Try it: Please restate the entries verbatim. The copy should hold no pictures.

[Collected data]
=== Section Start ===
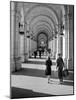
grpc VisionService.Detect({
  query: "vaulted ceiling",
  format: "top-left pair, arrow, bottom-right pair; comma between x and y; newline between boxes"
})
16,2 -> 65,41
=== Section End ===
Exercise output:
grpc VisionService.Detect({
  query: "vaulted ceiling",
  format: "top-left pair, arrow, bottom-right pair; comma between x and y; newline between boxes"
})
16,2 -> 65,41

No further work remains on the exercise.